▸ **The data**
************
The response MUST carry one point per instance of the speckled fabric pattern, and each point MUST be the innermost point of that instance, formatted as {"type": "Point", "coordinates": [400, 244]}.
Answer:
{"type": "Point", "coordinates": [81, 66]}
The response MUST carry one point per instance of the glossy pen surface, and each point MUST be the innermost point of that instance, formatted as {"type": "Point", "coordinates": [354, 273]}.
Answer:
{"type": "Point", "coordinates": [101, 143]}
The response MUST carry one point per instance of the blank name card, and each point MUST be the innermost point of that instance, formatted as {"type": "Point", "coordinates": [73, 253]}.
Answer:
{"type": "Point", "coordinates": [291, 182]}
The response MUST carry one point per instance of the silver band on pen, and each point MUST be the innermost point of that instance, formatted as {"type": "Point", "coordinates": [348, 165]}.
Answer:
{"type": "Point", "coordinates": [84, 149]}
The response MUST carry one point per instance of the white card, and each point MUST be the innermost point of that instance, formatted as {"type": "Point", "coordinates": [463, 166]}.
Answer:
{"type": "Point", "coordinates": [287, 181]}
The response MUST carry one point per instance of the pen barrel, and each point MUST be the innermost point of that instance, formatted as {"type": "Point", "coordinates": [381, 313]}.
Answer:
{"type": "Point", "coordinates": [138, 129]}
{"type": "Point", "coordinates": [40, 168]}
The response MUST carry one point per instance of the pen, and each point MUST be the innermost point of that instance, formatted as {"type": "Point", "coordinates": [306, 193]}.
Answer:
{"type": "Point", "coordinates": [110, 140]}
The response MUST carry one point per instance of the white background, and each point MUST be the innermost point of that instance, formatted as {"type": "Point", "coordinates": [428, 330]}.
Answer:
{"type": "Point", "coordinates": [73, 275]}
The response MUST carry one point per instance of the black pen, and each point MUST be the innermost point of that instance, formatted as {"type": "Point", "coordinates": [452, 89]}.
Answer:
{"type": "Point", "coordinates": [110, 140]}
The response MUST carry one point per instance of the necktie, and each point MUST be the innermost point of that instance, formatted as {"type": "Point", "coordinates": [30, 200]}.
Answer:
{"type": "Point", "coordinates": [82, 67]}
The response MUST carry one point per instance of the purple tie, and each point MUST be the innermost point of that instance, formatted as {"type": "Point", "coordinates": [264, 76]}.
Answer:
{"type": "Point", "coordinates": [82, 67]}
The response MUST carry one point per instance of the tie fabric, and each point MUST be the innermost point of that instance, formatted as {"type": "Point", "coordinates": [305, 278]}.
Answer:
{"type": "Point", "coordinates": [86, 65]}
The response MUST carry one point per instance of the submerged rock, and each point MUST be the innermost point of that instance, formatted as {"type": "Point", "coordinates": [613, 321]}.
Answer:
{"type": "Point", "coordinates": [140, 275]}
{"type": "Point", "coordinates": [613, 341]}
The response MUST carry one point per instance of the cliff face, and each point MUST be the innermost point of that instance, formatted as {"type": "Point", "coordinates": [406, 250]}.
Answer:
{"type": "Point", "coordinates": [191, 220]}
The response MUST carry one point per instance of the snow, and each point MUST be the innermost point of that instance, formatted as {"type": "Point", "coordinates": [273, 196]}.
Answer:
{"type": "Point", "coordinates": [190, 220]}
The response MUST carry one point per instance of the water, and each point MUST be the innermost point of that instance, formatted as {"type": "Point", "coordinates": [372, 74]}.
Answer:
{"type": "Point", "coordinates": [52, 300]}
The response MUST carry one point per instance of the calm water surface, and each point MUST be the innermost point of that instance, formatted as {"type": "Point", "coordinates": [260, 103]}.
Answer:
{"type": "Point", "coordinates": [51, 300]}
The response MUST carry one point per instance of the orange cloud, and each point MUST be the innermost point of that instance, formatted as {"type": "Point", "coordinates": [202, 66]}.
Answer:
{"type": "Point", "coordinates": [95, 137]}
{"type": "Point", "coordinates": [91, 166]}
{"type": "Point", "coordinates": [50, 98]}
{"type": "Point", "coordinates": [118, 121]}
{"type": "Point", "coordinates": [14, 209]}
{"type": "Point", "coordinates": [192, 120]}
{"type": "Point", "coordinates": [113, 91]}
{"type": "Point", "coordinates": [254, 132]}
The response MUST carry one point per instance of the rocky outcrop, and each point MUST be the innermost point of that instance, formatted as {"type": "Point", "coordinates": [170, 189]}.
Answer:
************
▸ **Task description**
I'd like every line with the string "card" copied from the listing.

▸ **Solution for this problem**
The response MUST carry one point per instance of the blank name card, and each point MUST be the innermost point of that instance, formatted as {"type": "Point", "coordinates": [73, 253]}.
The response MUST carry one point per instance of the white card, and each point MUST be the innermost point of that instance, formatted as {"type": "Point", "coordinates": [463, 166]}.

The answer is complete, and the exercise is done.